*** Opening Listed entries ***

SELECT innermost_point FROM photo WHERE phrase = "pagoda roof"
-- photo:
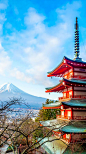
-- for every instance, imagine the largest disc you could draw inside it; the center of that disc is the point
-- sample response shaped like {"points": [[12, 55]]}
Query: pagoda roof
{"points": [[65, 65], [75, 127], [63, 83], [75, 103], [52, 105]]}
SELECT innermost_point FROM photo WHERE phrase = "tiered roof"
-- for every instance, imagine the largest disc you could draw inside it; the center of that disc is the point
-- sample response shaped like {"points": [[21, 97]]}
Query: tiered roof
{"points": [[75, 127], [65, 65], [65, 83]]}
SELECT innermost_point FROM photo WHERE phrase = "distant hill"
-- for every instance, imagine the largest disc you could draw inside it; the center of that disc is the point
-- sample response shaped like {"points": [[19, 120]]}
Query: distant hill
{"points": [[10, 91]]}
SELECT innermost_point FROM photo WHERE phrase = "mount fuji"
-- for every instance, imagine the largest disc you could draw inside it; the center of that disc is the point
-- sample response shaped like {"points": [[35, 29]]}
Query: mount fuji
{"points": [[10, 91]]}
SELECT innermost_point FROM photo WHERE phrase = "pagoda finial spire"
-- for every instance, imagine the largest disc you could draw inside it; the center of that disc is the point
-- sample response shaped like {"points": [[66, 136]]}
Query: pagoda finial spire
{"points": [[76, 39]]}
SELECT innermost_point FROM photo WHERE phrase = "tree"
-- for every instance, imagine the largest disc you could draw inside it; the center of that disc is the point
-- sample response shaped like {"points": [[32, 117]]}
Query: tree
{"points": [[48, 114]]}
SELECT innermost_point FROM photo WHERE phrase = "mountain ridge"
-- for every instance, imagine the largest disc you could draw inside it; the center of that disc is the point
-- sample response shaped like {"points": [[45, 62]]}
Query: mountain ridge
{"points": [[9, 90]]}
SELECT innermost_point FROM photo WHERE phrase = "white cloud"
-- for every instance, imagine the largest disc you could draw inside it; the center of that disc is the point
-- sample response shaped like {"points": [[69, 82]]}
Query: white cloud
{"points": [[5, 62], [20, 75]]}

*** Closing Listed entries ***

# Exercise requirements
Print exactly, and only, the lines of the material above that run from the one containing "Query: mount fuji" through its last line.

# Answer space
Query: mount fuji
{"points": [[10, 91]]}
SELECT innermost_point FROM photo WHERE phrase = "pagoda finial spire"
-- for every instance, imagine the largest disc you could draw inside it; the center of that disc is the point
-- sample response shaped like {"points": [[66, 136]]}
Query: pagoda finial spire
{"points": [[76, 39]]}
SELECT innermost_point FROM photo WHERE phrase = "tree"
-- for every instance, imagine the largest disc you could draw inside it; the center of that disc is the point
-- sample response shaped like {"points": [[32, 117]]}
Query: tree
{"points": [[48, 114]]}
SELECT innermost_point FROM photo WHERE phrase = "mountain ridge"
-- for every instance, imagine the largest disc you could draw inside it; the center of that disc is the point
-- sample response shaped like {"points": [[45, 62]]}
Query: mountain ridge
{"points": [[9, 90]]}
SELECT innermost_point FROM photo WHERE phrase = "white cloud"
-- for every instance, imagine the largest disc you could draw inside it; the center of that disc is the point
-- sample response shaped like {"points": [[69, 82]]}
Query: white cloud
{"points": [[5, 62], [20, 75]]}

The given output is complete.